◆ WHAT TO PRODUCE ◆
Please set down all of the data below verbatim.

◆ EXTRACTED RECORDS ◆

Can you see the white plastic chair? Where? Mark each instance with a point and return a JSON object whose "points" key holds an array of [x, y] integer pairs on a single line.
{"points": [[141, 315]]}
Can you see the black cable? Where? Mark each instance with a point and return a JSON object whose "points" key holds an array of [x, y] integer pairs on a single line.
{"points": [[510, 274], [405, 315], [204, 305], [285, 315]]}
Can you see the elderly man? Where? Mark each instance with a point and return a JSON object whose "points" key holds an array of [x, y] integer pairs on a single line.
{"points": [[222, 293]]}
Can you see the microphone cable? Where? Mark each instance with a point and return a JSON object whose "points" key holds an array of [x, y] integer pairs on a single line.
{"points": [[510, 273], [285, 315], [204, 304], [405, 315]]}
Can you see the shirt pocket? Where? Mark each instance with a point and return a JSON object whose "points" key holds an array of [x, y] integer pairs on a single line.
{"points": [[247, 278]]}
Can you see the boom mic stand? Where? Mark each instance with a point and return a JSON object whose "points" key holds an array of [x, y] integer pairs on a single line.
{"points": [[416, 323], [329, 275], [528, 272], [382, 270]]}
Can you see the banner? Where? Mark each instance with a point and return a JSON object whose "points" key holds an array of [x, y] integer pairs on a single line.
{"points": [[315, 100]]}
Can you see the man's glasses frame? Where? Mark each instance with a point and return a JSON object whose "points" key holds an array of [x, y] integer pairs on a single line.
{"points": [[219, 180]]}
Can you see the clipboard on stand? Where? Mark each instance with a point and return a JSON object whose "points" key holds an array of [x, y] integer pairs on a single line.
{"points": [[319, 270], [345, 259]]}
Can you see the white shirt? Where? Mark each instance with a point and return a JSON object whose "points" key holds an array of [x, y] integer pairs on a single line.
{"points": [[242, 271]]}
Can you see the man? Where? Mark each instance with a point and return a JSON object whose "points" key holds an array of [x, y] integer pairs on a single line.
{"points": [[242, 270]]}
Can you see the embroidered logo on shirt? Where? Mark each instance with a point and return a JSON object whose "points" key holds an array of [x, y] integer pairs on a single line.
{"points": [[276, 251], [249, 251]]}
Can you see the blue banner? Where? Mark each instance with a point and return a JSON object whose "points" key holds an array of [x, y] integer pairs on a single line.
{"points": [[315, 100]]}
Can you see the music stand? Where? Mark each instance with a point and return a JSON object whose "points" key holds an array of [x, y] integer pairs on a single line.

◆ ANSWER TO THE EXERCISE ◆
Can you see the white plastic chair? Where? Mark each instance with a point and return a JSON object whose "points" key holds an array of [x, y] integer pairs on a single line.
{"points": [[141, 315]]}
Can you see the black cable? Where? Mark each instance with a point and return a JSON object whose "points" key holds an array of [x, y] integer pairs on a single line.
{"points": [[510, 274], [405, 315], [204, 305], [285, 315]]}
Can you see the elderly man? Where? Mark each instance with a point and return a JSON object whose "points" key holds an array of [x, y] integer pairs on a single line.
{"points": [[222, 293]]}
Can you see the microphone cable? Where? Mark each instance with a point and return a JSON object whose "points" key holds an array of [x, y] integer pairs on a single line.
{"points": [[510, 273], [285, 315], [204, 304], [405, 315]]}
Can you see the shirt pocket? Where? Mark each instance with a point and return a JSON object whose "points" key holds an array of [x, y] integer pairs on a single line.
{"points": [[247, 278]]}
Can you see the boom mic stand? Where? Mark each instance with a point and return a JSON object whose "points" key holds an array of [x, y] integer pairs on a single line.
{"points": [[416, 323], [329, 275], [528, 272], [382, 270]]}
Can you see the banner? Where? Mark each instance with a point and return a JSON object whose "points" key holds an array of [x, y] integer pairs on a single line.
{"points": [[315, 100]]}
Can you see the man's glasses frame? Where? Mark each instance with a point and return a JSON object whose "points" key holds an array of [x, y] integer pairs on a single line.
{"points": [[219, 180]]}
Can you see the clipboard on stand? Where? Mark each instance with a point and return a JSON object whose "points" key holds an array of [x, y] integer pairs on a single line.
{"points": [[319, 270], [345, 259]]}
Can you see the white shirt? Where? Mark each instance with a point and return a JSON object whose "points" key holds an array of [x, y] integer pairs on a single line.
{"points": [[242, 271]]}
Can you see the man? Where? Mark each instance with a point and return a JSON object whose "points" key holds an array of [x, y] integer pairs on a single line.
{"points": [[242, 270]]}
Can you see the embroidered logo on shirt? Where? Mark each instance with a point and return a JSON object whose "points" key holds an array of [x, y] integer pairs on a single line.
{"points": [[276, 251], [249, 251]]}
Can you see the blue banner? Where? Mark each instance with a point and return a JSON object whose "points" key holds an array of [x, y] integer pairs on a single line.
{"points": [[315, 100]]}
Can you see the music stand? Where? Mark each instance with a point and return a JSON object whose "points" key holds an array of [x, y] integer pairs on a single line.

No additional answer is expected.